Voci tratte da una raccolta
- - - -
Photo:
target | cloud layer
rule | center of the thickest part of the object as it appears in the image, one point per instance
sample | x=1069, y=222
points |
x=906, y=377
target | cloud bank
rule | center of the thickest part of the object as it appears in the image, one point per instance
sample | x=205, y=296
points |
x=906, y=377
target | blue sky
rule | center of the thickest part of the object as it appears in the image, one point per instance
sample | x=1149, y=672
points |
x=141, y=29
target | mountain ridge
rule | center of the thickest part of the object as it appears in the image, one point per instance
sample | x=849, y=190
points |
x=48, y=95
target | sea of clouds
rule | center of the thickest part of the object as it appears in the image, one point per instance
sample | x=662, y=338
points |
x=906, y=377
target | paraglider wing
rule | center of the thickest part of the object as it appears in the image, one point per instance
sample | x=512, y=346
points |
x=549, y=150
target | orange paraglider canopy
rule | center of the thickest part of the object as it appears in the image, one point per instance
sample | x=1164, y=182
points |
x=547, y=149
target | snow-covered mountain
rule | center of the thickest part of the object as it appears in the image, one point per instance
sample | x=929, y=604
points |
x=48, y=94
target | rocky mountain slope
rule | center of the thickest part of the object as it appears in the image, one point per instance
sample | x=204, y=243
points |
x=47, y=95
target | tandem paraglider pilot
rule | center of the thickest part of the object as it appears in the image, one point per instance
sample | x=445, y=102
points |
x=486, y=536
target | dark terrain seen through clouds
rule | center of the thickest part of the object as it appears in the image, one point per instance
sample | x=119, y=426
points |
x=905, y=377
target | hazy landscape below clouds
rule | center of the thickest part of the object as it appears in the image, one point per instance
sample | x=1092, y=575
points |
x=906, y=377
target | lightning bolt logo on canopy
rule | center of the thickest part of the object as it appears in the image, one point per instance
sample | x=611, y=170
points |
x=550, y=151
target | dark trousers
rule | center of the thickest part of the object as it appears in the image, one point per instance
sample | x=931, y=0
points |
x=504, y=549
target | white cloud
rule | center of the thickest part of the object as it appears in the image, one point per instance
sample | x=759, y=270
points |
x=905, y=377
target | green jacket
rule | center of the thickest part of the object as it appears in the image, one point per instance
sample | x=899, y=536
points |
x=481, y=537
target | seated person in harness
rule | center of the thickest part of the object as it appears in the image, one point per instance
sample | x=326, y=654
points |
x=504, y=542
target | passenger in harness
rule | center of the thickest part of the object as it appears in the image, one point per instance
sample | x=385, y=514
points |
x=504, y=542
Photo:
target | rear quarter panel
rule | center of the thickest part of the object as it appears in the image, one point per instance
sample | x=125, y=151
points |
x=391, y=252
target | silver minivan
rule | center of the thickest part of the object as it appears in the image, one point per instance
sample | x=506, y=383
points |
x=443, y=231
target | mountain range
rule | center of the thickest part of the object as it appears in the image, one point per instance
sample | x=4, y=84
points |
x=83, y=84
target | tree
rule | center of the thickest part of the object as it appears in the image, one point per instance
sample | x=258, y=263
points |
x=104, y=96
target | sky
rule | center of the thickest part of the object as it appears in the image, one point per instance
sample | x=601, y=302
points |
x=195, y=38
- - - -
Esercizio:
Restituisci tutte le righe riportate sopra, identiche e senza alcuna modifica.

Risposta scritta:
Photo:
target | cloud layer
rule | center of the thickest part of the object as it appears in the image, one point per instance
sample | x=1069, y=222
points |
x=906, y=377
target | cloud bank
rule | center of the thickest part of the object as it appears in the image, one point per instance
sample | x=205, y=296
points |
x=906, y=377
target | blue sky
rule | center of the thickest part of the object as it appears in the image, one point per instance
sample | x=1149, y=672
points |
x=141, y=29
target | mountain ridge
rule | center of the thickest part of the object as it appears in the image, one point per instance
sample | x=849, y=190
points |
x=48, y=95
target | sea of clouds
rule | center of the thickest part of the object as it appears in the image, one point per instance
sample | x=662, y=338
points |
x=906, y=377
target | paraglider wing
rule | center of the thickest part of the object as it appears in the image, one point per instance
sample | x=512, y=346
points |
x=549, y=150
target | orange paraglider canopy
rule | center of the thickest part of the object as it appears in the image, one point per instance
sample | x=1164, y=182
points |
x=547, y=149
target | snow-covered mountain
rule | center of the thickest part of the object as it appears in the image, one point per instance
sample | x=929, y=604
points |
x=48, y=94
target | rocky mountain slope
rule | center of the thickest part of the object as it appears in the image, one point per instance
sample | x=204, y=243
points |
x=47, y=95
target | tandem paraglider pilot
rule | center of the thickest part of the object as it appears in the image, one point per instance
sample | x=445, y=102
points |
x=486, y=536
target | dark terrain seen through clouds
rule | center of the thickest part of the object as it appears in the image, one point per instance
sample | x=119, y=426
points |
x=905, y=377
target | hazy landscape below clouds
rule | center of the thickest part of the object as it appears in the image, one point per instance
sample | x=1092, y=575
points |
x=906, y=377
target | lightning bolt logo on canopy
rule | center of the thickest part of the object as it appears in the image, one point per instance
sample | x=611, y=170
points |
x=550, y=151
target | dark trousers
rule | center of the thickest part of the object as it appears in the image, one point per instance
sample | x=931, y=0
points |
x=504, y=549
target | white cloud
rule | center of the thickest part of the object as it appears in the image, one point per instance
sample | x=759, y=270
points |
x=905, y=377
target | green jacket
rule | center of the thickest part of the object as it appears in the image, one point per instance
sample | x=899, y=536
points |
x=481, y=537
target | seated person in harness
rule | center of the thickest part of the object as it appears in the image, one point per instance
sample | x=326, y=654
points |
x=504, y=542
target | passenger in harness
rule | center of the thickest part of the object as it appears in the image, one point per instance
sample | x=385, y=514
points |
x=504, y=542
Photo:
target | rear quarter panel
rule | center of the thickest part of the object as it appears in the image, one point per instance
sample | x=125, y=151
points |
x=391, y=252
target | silver minivan
rule | center of the thickest part of the object as it appears in the image, one point per instance
sample | x=506, y=383
points |
x=443, y=231
target | mountain range
rule | center of the thickest part of the object as it appears in the image, one point per instance
sample | x=4, y=84
points |
x=83, y=84
target | tree
rule | center of the thickest part of the object as it appears in the image, one point per instance
sample | x=258, y=263
points |
x=104, y=96
target | sky
rule | center of the thickest part of the object as it appears in the image, one point per instance
sample | x=601, y=302
points |
x=195, y=38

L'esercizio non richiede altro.